---------- Passage
Corporate Resolution

A Corporate Resolution document is used to record any major decision made by shareholders or a board of directors during a meeting.



Notes: Assuming that the laws governing the corporation (e.g. relevant statutes and your corporation’s bylaws) permit for a certain corporate action to be taken by unanimous written consent of the board of directors, the following template language set forth in the document entitled “UNANIMOUS WRITTEN CONSENT TO ACTION OF THE DIRECTORS OF…” may be useful reference material.  Within the [brackets] below, we have included some template language which may or may not be suitable, depending on the situation.  

If the corporation holds an actual full board meeting, then the corporation may wish to reference the resolution document immediately below the Unanimous Consent template, namely the template entitled “MINUTES OF THE MEETING OF THE DIRECTORS OF…”, whereas it may be more applicable to the given situation.
--------------------
---------- Supplied material
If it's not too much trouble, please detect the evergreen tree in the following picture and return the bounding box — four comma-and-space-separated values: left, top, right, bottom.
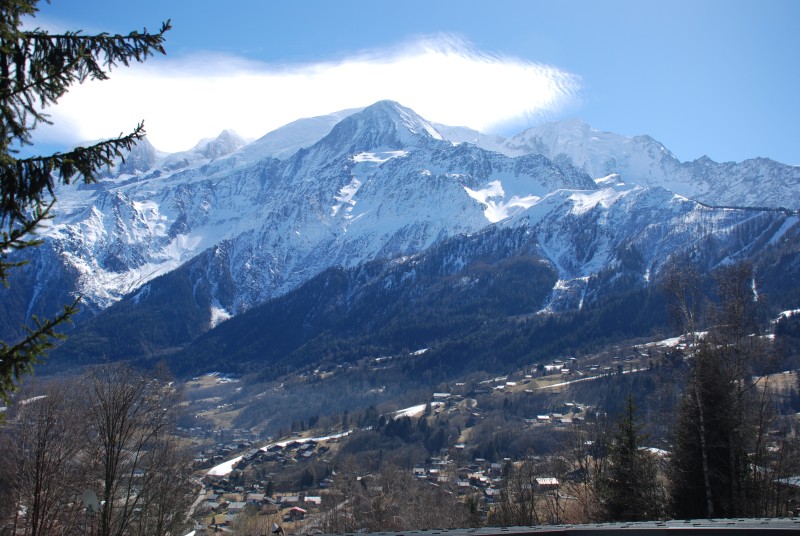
669, 264, 772, 519
601, 393, 664, 521
0, 0, 170, 401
--------------------
→ Written instruction A
Write out the corporate resolution text from "If the corporation" through "the given situation.", changing "template" to "form".
→ Written instruction B
Write what comes next in the corporate resolution text, picking up after its final sentence.
These lines have no connection to the corporate resolution text.

→ Exercise response A
If the corporation holds an actual full board meeting, then the corporation may wish to reference the resolution document immediately below the Unanimous Consent form, namely the form entitled “MINUTES OF THE MEETING OF THE DIRECTORS OF…”, whereas it may be more applicable to the given situation.

→ Exercise response B
We strongly recommend consulting with legal counsel in order to make sure that any template legal document is proper, legal, and/or in your corporation’s best interests.  Do not use any template document without proper legal guidance.  We take no responsibility for the use or misuse of these template documents, and expressly disclaim any and all warranties, express or implied, as it relates to these reference materials.


UNANIMOUS WRITTEN CONSENT TO ACTION BY THE DIRECTORS OF
[ENTER CORPORATION NAME]
(the "Corporation")

The following is a certificate of a unanimous written consent to action by all the Directors’ of the Corporation, and I, the Secretary of the Corporation, do hereby certify that the Corporation is validly organized and operating under the laws of the State of California as of the _____ day of ___________, 20__, and that I am the duly elected Secretary of the Corporation and the below is an accurate reflection of resolutions of the Directors of the Corporation made without meeting.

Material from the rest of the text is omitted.